• [EXERCISE INSTRUCTIONS]
• a. In the passage on statistical inference, reproduce word for word the text starting with "Statistical inference is" and going on through "of the data.".
• b. Answer these questions from the passage on statistical inference:
(i) What two kinds of population can the samples be drawn from?
(ii) Besides a representative sample, what does inferential statistics require?
(iii) What do descriptive statistics seek to do?
• c. Extend the passage on statistical inference, picking up after its last sentence.

• [TEXT EXCERPT]
Statistical inference is the process whereby we seek to draw conclusions from samples that apply to a finite or infinite population from which these samples are assumed to have been drawn (see also, the closely related topic of estimation). As such inferential statistics is essentially analytical, requiring a representative (random) sample from a larger population, together with some model of how data obtained from such samples relate to the population as a whole. This approach is distinct from descriptive statistics, which seek to measure and report (numerically or graphically) key features of the data.

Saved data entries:
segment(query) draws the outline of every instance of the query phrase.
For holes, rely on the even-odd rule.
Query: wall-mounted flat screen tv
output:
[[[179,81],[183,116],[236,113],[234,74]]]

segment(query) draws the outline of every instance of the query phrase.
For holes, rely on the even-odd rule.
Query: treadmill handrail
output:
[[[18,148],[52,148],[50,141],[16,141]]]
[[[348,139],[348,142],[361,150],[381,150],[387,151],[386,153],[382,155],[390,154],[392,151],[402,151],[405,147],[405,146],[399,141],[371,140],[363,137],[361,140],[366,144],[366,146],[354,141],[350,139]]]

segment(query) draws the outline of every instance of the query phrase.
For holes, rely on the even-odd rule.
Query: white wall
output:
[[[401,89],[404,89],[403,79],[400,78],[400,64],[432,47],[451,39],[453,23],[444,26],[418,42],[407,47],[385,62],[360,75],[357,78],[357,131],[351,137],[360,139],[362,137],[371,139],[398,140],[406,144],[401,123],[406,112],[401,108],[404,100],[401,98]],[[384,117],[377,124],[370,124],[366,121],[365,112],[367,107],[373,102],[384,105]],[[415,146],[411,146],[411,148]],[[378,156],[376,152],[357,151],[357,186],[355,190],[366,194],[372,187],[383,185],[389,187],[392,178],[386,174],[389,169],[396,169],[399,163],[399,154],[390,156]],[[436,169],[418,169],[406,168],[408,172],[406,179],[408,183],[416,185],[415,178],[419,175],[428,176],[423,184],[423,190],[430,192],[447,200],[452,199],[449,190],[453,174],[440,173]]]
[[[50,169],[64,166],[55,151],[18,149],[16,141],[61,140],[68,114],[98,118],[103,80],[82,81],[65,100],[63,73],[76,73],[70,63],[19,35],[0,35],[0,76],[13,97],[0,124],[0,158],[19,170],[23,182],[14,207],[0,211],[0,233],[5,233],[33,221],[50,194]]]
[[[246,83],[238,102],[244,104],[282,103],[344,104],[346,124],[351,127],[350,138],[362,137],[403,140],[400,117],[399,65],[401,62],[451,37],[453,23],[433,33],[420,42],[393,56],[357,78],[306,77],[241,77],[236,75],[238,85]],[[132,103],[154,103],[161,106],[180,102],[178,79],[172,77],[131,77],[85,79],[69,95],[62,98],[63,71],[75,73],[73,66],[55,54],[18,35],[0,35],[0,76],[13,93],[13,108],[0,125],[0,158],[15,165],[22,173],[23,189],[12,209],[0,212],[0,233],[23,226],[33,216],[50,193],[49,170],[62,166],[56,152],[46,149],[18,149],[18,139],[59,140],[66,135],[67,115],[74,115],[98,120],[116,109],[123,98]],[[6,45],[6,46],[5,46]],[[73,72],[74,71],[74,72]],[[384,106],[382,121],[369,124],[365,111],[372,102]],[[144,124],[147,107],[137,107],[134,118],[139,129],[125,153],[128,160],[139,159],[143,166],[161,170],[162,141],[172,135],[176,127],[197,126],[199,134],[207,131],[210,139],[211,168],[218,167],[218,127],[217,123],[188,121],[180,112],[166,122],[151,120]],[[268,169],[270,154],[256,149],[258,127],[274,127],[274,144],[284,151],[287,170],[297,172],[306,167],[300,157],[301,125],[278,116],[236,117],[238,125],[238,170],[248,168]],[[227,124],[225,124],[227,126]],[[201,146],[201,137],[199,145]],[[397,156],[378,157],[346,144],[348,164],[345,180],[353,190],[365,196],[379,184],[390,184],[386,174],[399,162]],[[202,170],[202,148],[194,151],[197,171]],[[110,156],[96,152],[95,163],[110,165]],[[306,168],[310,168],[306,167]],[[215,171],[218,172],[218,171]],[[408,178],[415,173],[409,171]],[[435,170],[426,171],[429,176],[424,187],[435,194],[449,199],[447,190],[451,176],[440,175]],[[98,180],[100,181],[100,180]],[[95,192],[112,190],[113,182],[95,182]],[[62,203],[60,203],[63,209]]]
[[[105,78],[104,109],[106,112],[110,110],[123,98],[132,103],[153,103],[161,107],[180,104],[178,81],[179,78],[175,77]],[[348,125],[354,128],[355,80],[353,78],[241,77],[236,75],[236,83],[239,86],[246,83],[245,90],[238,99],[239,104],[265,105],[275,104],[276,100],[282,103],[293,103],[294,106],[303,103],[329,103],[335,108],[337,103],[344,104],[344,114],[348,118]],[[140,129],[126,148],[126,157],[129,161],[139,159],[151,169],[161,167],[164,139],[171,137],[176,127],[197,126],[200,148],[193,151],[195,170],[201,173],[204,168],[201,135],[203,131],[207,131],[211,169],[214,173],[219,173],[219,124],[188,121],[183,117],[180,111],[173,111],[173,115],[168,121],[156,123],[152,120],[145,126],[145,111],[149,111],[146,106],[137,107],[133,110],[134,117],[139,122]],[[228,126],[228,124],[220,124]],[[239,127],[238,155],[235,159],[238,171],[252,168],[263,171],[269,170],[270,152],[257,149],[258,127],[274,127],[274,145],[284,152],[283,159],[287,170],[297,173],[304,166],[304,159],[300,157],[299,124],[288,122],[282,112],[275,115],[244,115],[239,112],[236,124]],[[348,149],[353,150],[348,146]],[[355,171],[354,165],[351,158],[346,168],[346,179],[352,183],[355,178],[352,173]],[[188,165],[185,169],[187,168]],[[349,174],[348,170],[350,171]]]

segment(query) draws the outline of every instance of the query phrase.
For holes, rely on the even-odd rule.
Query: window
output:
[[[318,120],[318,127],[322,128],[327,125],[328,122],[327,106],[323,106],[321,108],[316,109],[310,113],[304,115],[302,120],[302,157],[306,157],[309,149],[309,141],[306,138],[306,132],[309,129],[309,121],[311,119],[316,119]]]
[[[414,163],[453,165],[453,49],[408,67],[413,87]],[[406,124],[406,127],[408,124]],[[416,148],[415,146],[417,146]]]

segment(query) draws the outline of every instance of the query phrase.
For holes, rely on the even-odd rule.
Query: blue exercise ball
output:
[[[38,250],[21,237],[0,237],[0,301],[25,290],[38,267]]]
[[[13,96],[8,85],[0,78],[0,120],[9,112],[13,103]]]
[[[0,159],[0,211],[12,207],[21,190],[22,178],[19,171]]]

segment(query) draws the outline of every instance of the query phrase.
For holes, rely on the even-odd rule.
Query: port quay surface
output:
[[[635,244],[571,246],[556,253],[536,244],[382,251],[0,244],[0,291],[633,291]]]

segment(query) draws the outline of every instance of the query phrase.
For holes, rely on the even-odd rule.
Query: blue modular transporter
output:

• [EXERCISE RESPONSES]
• a.
Statistical inference is the process whereby we seek to draw conclusions from samples that apply to a finite or infinite population from which these samples are assumed to have been drawn (see also, the closely related topic of estimation). As such inferential statistics is essentially analytical, requiring a representative (random) sample from a larger population, together with some model of how data obtained from such samples relate to the population as a whole. This approach is distinct from descriptive statistics, which seek to measure and report (numerically or graphically) key features of the data.

• b.
(i) A finite or an infinite population.
(ii) Some model of how data obtained from such samples relate to the population as a whole.
(iii) They seek to measure and report key features of the data, numerically or graphically.

• c.
Statistical inference typically leads to some form of proposition regarding the population, for example that the population mean has an estimated value of x with a confidence or belief interval of [a,b]. In the frequentist view of statistics it is imagined that the particular sample selected is one of many possible such samples that could be obtained by repeated random sampling (or simulated repeated sampling). The particular sample in question can thus be identified with respect to its likelihood of occurring and from this inferences can be made regarding the population as a whole (for example, obtaining a confidence interval for the mean). In Bayesian inference samples are regarded as evidence that affects the degree of belief that is held in a given hypothesis. As more evidence is gathered, i.e. as more information becomes available and as more samples are taken, the degree of belief in the hypothesis should be amended. In some instances, particularly in many areas of medical research, increasing emphasis has been placed on this latter approach and some authors regard this as the only meaningful form of inference (see further, our earlier discussion of medical testing and the impact of false positives). Others accept its use in some instances, but are wary of possible bias in the initial hypothesis and the risks this then poses.